_REQUIREMENTS_:
Please rewrite the text on engineering and AI below, starting with "1. Developing Human-in-the-Loop" and going on through "in AI-enabled environments?", and swap "collaborative partner" for "trusted teammate".

_TEXT EXCERPT_:
* START *

1. Developing Human-in-the-Loop Competence and an Entrepreneurial Mindset for Responsible Engineering with Generative and Agentic AI
   How can engineers leverage AI as a collaborative partner while maintaining human judgment, accountability, creativity, and ethical responsibility? What skills and mindsets are needed to innovate responsibly in AI-enabled environments?

2. Generative AI and Climate Change as Co-Disruptors of Industrial Practice: Are We Educating Engineers for the Skills These Transitions Demand?
   As industries face simultaneous digital and sustainability transformations, what new competencies will engineers require? How should engineering education adapt to prepare graduates for a future shaped by both AI-driven innovation and climate imperatives?

3. Systems Thinking as the Meta-Competence of the GenAI Era
   In an increasingly interconnected world, systems thinking is becoming essential for understanding complex interactions among technology, people, organizations, and the environment. How can engineers develop the holistic perspectives needed to design and manage AI-enabled systems responsibly and effectively?

* END *

_RECORD EXTRACTS_:
* START *

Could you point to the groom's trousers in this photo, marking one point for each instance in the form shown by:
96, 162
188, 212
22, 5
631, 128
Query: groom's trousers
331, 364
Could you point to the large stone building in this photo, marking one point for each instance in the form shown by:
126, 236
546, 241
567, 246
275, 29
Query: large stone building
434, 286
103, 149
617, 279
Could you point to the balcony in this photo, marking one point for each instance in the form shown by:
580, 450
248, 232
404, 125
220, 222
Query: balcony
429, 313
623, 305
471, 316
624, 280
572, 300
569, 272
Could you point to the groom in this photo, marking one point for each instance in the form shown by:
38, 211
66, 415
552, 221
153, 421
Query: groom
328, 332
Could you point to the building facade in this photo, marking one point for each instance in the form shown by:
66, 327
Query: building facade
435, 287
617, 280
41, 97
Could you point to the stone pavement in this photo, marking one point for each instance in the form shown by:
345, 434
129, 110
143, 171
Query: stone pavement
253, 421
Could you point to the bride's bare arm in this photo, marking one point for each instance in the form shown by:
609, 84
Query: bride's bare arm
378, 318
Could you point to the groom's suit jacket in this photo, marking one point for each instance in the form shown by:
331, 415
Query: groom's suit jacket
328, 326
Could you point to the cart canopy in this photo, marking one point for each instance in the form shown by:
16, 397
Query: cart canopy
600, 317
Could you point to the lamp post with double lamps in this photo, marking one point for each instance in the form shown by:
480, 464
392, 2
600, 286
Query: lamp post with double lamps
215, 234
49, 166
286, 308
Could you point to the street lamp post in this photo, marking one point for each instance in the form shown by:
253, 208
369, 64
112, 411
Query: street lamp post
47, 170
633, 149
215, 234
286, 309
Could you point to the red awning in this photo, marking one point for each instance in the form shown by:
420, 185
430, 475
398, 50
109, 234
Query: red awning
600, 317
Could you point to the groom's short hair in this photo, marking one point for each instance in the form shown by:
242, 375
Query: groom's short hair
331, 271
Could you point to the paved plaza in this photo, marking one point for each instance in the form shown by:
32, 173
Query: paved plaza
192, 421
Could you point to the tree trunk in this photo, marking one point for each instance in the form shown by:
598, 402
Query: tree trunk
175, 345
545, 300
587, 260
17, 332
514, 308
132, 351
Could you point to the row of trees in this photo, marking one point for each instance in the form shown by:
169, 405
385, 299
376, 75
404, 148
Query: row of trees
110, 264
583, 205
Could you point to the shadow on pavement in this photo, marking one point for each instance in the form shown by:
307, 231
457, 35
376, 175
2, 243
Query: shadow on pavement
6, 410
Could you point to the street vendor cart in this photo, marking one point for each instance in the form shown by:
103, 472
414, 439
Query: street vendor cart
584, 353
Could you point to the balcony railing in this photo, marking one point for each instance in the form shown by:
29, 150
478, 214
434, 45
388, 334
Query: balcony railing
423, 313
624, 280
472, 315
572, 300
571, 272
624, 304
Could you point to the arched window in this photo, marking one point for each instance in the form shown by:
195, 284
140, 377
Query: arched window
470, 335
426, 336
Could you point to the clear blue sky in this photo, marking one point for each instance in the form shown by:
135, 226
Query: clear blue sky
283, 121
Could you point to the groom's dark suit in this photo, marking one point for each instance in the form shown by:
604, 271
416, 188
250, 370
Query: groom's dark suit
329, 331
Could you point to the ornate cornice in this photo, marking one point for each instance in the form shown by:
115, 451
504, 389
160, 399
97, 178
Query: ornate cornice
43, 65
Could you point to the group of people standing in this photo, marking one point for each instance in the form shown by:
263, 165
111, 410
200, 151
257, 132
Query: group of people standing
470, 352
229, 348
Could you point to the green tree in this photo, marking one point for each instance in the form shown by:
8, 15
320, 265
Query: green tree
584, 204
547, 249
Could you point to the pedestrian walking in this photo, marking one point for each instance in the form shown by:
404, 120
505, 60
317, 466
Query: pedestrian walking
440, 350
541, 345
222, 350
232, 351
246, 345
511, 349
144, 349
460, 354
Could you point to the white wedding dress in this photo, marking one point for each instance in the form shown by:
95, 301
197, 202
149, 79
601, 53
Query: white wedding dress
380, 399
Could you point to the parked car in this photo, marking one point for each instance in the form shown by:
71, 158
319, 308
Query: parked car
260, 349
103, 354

* END *
* START *

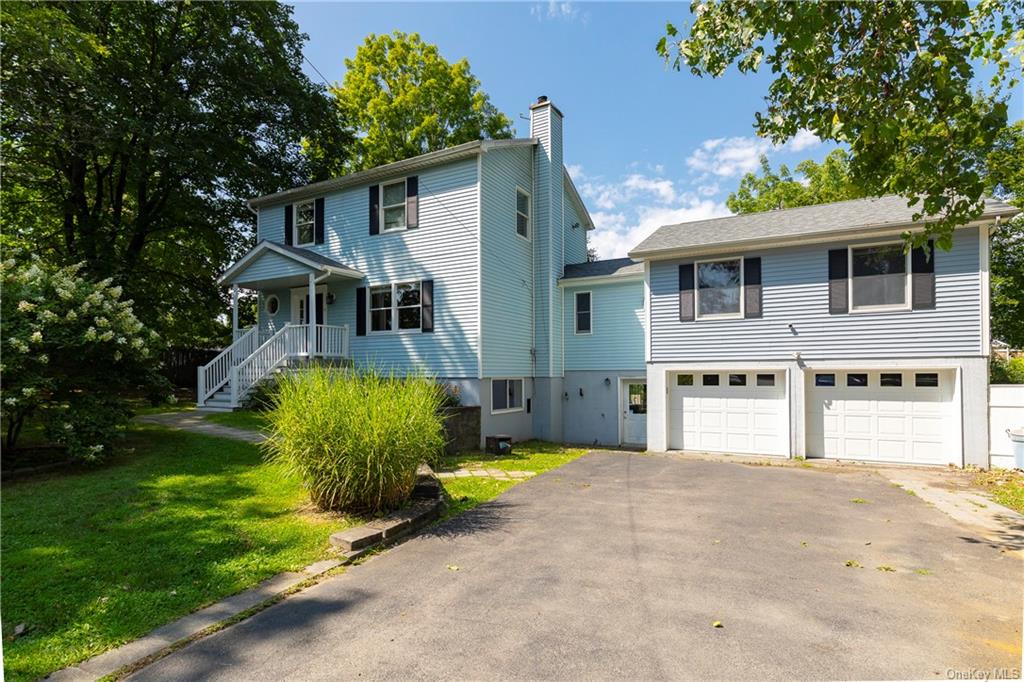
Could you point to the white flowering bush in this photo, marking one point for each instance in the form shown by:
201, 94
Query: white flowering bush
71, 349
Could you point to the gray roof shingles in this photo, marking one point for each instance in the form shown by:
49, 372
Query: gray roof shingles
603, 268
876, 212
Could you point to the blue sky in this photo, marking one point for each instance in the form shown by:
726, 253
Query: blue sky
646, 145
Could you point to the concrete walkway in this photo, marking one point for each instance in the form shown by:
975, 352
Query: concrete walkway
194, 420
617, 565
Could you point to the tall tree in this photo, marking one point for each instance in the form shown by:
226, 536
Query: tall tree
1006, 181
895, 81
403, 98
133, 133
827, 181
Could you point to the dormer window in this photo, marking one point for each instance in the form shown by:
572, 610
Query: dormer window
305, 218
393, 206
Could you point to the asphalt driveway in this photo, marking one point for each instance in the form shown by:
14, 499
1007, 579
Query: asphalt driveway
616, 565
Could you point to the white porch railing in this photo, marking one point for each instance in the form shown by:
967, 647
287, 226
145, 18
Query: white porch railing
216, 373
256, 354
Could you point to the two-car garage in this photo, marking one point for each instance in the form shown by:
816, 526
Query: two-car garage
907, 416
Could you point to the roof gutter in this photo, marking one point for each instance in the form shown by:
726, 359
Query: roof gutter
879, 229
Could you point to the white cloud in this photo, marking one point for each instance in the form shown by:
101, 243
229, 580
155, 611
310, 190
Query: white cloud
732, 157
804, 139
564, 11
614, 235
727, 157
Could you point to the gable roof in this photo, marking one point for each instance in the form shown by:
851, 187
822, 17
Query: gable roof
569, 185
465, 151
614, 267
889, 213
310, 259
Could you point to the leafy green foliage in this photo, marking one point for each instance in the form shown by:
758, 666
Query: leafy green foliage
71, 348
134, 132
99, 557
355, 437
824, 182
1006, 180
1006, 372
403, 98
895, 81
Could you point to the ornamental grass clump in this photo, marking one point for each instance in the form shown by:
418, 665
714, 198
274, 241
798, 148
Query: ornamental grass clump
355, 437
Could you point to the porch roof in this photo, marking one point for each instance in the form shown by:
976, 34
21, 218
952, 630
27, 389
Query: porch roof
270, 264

* END *
* START *

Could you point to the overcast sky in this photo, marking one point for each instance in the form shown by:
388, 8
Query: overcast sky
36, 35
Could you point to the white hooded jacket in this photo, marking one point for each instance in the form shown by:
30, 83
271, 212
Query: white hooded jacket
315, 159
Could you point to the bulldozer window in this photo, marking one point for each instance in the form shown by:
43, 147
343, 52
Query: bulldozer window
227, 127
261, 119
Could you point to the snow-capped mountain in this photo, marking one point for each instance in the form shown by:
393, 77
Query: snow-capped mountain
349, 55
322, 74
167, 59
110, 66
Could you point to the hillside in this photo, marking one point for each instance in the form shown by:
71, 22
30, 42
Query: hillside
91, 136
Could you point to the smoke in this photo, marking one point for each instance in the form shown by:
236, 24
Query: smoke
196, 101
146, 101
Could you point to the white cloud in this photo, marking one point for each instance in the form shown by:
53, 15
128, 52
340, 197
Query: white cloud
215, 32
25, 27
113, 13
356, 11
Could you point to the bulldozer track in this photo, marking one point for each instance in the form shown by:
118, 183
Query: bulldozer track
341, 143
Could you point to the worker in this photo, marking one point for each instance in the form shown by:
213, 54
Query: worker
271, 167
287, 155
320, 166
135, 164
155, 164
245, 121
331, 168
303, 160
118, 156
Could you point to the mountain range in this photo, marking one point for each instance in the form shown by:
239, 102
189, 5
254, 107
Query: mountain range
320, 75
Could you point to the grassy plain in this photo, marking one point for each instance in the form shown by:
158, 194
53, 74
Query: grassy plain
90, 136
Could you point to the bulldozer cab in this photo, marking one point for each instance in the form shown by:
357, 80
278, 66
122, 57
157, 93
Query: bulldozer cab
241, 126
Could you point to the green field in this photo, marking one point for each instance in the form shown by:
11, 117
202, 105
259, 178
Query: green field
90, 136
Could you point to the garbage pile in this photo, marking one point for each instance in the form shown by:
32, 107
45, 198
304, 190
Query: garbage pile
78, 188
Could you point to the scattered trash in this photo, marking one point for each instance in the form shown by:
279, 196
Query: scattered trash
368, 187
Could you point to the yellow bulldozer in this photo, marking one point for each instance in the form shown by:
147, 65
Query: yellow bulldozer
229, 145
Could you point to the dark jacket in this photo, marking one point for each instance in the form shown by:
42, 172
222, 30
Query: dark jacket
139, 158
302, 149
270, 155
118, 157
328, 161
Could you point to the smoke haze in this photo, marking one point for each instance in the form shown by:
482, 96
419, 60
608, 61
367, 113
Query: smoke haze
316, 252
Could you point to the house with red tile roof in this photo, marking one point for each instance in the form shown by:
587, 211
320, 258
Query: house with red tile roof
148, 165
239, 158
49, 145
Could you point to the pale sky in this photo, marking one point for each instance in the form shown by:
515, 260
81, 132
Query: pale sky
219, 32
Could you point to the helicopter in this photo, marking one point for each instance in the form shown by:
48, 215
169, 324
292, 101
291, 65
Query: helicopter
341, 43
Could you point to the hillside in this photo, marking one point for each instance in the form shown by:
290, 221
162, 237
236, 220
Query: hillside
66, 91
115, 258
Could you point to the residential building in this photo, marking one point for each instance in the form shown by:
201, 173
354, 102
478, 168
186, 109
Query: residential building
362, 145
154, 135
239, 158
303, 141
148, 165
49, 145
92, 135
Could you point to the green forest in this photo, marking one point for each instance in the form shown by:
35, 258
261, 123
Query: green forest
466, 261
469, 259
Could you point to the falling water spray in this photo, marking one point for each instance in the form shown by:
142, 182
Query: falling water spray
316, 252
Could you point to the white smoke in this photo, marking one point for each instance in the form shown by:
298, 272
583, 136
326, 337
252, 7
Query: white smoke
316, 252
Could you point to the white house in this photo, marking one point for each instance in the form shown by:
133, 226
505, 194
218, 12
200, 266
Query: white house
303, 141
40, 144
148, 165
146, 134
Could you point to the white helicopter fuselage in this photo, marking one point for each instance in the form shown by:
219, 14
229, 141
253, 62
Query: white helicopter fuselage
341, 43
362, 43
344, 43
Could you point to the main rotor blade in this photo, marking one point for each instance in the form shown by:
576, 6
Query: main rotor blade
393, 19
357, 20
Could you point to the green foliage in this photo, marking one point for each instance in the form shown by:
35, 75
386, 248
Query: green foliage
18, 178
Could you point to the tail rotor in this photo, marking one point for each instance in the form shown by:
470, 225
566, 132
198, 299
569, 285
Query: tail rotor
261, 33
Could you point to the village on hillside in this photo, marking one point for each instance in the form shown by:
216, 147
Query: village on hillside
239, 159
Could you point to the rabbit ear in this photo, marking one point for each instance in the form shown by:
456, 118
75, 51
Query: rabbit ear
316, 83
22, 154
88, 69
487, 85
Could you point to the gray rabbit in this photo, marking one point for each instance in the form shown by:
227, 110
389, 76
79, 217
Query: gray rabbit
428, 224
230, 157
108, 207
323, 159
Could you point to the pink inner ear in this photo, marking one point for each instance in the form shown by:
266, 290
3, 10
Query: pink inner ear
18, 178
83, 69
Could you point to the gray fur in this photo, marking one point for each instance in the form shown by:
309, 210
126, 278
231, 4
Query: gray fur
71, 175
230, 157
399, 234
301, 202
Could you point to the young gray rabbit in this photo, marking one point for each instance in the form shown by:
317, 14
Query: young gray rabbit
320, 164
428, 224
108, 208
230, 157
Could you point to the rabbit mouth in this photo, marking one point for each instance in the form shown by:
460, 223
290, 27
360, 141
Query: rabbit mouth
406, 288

* END *

_RESULT BELOW_:
1. Developing Human-in-the-Loop Competence and an Entrepreneurial Mindset for Responsible Engineering with Generative and Agentic AI
   How can engineers leverage AI as a trusted teammate while maintaining human judgment, accountability, creativity, and ethical responsibility? What skills and mindsets are needed to innovate responsibly in AI-enabled environments?